[Work instructions]
Lift every line of the listing below and reproduce it word for word, changing nothing.

************

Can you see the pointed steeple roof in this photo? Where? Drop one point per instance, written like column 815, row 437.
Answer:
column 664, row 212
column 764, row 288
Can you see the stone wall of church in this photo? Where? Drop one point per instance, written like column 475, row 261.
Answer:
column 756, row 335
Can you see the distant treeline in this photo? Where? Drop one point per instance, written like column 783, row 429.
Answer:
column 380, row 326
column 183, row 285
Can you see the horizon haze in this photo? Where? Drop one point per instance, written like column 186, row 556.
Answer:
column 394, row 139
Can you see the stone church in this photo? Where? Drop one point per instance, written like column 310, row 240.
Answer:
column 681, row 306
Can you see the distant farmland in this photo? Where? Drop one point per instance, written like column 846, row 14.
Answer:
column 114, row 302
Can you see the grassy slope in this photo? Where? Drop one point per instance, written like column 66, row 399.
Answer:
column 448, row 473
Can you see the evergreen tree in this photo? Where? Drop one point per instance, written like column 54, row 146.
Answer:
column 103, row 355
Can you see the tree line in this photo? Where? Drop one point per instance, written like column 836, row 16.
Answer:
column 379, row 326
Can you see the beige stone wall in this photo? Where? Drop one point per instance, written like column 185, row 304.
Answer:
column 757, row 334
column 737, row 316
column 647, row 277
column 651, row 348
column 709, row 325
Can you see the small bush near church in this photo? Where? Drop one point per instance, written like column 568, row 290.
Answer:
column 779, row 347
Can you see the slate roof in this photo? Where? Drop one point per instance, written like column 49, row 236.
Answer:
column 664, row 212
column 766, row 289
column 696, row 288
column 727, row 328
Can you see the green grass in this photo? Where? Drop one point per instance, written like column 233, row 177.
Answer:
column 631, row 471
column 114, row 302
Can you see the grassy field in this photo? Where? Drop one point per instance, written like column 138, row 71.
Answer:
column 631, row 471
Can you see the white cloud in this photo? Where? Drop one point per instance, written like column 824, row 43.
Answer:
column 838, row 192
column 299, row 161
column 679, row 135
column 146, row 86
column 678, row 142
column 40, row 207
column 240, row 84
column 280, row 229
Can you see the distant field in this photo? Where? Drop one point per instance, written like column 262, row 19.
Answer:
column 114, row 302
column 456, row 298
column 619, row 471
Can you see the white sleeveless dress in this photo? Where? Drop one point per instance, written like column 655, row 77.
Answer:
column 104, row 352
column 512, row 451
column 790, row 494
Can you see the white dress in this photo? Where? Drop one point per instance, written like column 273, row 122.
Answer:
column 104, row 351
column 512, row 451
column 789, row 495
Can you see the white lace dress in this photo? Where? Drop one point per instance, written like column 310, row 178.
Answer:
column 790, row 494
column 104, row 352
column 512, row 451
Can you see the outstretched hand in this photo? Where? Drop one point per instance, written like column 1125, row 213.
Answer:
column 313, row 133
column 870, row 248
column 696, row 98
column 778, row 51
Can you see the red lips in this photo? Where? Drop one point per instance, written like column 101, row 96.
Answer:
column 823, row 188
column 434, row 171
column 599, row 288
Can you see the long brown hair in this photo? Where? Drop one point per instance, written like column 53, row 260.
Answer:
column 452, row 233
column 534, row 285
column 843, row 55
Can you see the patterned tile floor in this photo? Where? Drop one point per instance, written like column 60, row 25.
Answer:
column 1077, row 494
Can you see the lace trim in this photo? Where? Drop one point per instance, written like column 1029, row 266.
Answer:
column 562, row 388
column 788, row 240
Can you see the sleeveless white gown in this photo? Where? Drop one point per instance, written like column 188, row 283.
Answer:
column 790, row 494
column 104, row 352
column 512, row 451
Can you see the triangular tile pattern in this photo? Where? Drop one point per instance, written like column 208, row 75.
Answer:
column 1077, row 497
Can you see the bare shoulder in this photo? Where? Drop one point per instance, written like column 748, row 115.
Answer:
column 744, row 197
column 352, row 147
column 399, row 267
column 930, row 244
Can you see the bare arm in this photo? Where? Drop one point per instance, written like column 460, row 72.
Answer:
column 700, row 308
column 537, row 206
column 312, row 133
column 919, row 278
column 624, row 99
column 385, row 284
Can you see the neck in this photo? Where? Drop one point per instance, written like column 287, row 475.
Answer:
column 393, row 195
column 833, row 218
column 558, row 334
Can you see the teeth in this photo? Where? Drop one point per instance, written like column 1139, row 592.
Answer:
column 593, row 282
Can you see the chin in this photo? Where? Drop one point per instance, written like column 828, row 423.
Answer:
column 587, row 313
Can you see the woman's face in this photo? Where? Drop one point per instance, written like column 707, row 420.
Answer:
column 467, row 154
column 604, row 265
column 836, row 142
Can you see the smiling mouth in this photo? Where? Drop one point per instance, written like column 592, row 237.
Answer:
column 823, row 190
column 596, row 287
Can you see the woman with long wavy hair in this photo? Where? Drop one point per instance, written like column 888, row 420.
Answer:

************

[Complete response]
Can you see the pointed steeple roof in this photo? Where? Drop one point per instance, written like column 815, row 437.
Answer:
column 664, row 212
column 764, row 288
Can you see the stone wall of church in this photo? Where? Drop one point per instance, written like column 475, row 261.
Answer:
column 756, row 335
Can you see the distant treeline in this photo? Where? Drop one point per instance, written like column 783, row 429.
Answer:
column 380, row 326
column 183, row 285
Can you see the horizon haze in this photo? Where? Drop one point per instance, written like column 186, row 556.
Answer:
column 394, row 139
Can you see the stone church in this photo? Where? Drop one point per instance, written like column 310, row 240.
Answer:
column 681, row 306
Can you see the distant farmland in this photo? Where? Drop one point per instance, written like column 846, row 14.
Answer:
column 114, row 302
Can you see the grassy slope in this photo? Where? Drop one point per instance, written like column 66, row 399.
Answer:
column 448, row 473
Can you see the evergreen tree in this photo? Where? Drop one point per instance, written like column 54, row 146.
Answer:
column 103, row 355
Can you see the tree line in this photo? Where? Drop one point per instance, written like column 836, row 16.
Answer:
column 379, row 326
Can you see the beige stone wall in this photo? Where? Drop one point per instance, written like column 185, row 304.
Answer:
column 757, row 334
column 737, row 316
column 647, row 277
column 651, row 348
column 709, row 325
Can you see the small bush near church in this photo? Where? Drop one point per instance, written like column 568, row 290.
Answer:
column 779, row 347
Can you see the slate roof in this photo? Where? Drop one point per instance, written like column 49, row 236.
Answer:
column 664, row 212
column 766, row 289
column 696, row 288
column 727, row 328
Can you see the green grass in this photo? Where? Drop one point per instance, written like column 233, row 177.
Answer:
column 631, row 471
column 114, row 302
Can you see the grassy field in this photo? Where? Drop one point per instance, written like column 138, row 71.
Answer:
column 631, row 471
Can you see the white cloud in this photo? Where? Drop one point per instance, written like column 824, row 43.
Answer:
column 838, row 192
column 299, row 161
column 679, row 135
column 146, row 86
column 678, row 142
column 40, row 207
column 240, row 84
column 280, row 229
Can you see the distant field in this photo? Where? Drop one point per instance, written like column 262, row 19.
Answer:
column 114, row 302
column 456, row 298
column 619, row 471
Can you see the white sleeveless dress in this photo? Where? Drop one point per instance, written like column 655, row 77.
Answer:
column 104, row 352
column 512, row 451
column 790, row 494
Can you see the white dress in this photo? Where? Drop one point per instance, written like column 273, row 122.
Answer:
column 104, row 351
column 512, row 451
column 789, row 495
Can you see the white lace dress in this photo? Where? Drop one point per instance, written like column 310, row 178.
Answer:
column 790, row 494
column 104, row 352
column 512, row 451
Can you see the outstretched hand in this photo? Where? Drop one point per instance, written like column 1125, row 213.
Answer:
column 313, row 133
column 870, row 248
column 696, row 98
column 778, row 51
Can you see the red lips in this photo? Where? Drop one point per instance, written like column 101, row 96.
Answer:
column 823, row 188
column 434, row 171
column 599, row 288
Can you see the long brown hair in this photo? Where? Drop one point per instance, written like column 53, row 260.
Answer:
column 452, row 233
column 534, row 285
column 843, row 55
Can you see the patterned tile floor in this photo? Where? Drop one point per instance, written like column 60, row 25.
Answer:
column 1077, row 494
Can you see the lace trim in this photo? Where? Drop one point per instance, written like column 1029, row 266.
Answer:
column 562, row 388
column 788, row 240
Can you see the sleeveless white gown in this photo? Where? Drop one point per instance, written like column 188, row 283.
Answer:
column 790, row 494
column 104, row 352
column 512, row 451
Can you see the triangular tile pattern in this photo? Where? Drop one point per instance, written like column 208, row 75.
Answer:
column 1077, row 497
Can you see the bare shoulder in this photo? Where? Drop one point per instance, written like column 748, row 115.
Answer:
column 744, row 197
column 352, row 147
column 399, row 267
column 930, row 244
Can you see the bare arm in this photo? Where? Drop one point per instance, written like column 460, row 72.
Answer:
column 700, row 308
column 537, row 206
column 312, row 133
column 919, row 278
column 624, row 99
column 385, row 284
Can you see the neck in this photo? Where? Drop one point per instance, written like column 287, row 475.
Answer:
column 393, row 195
column 833, row 218
column 558, row 334
Can you see the teeth in this photo? Where? Drop one point per instance, written like column 1139, row 592.
Answer:
column 593, row 282
Can you see the chin in this photo? Where? Drop one point per instance, written like column 828, row 423.
Answer:
column 587, row 313
Can you see the woman's face in this photo? Where? Drop one point per instance, written like column 707, row 420.
Answer:
column 467, row 154
column 604, row 265
column 836, row 142
Can you see the smiling mouth in this photo? Where? Drop one point per instance, written like column 592, row 237.
Answer:
column 823, row 190
column 596, row 287
Can you see the woman with long wavy hair in this photo? Where? Drop one point per instance, written like column 888, row 420.
Answer:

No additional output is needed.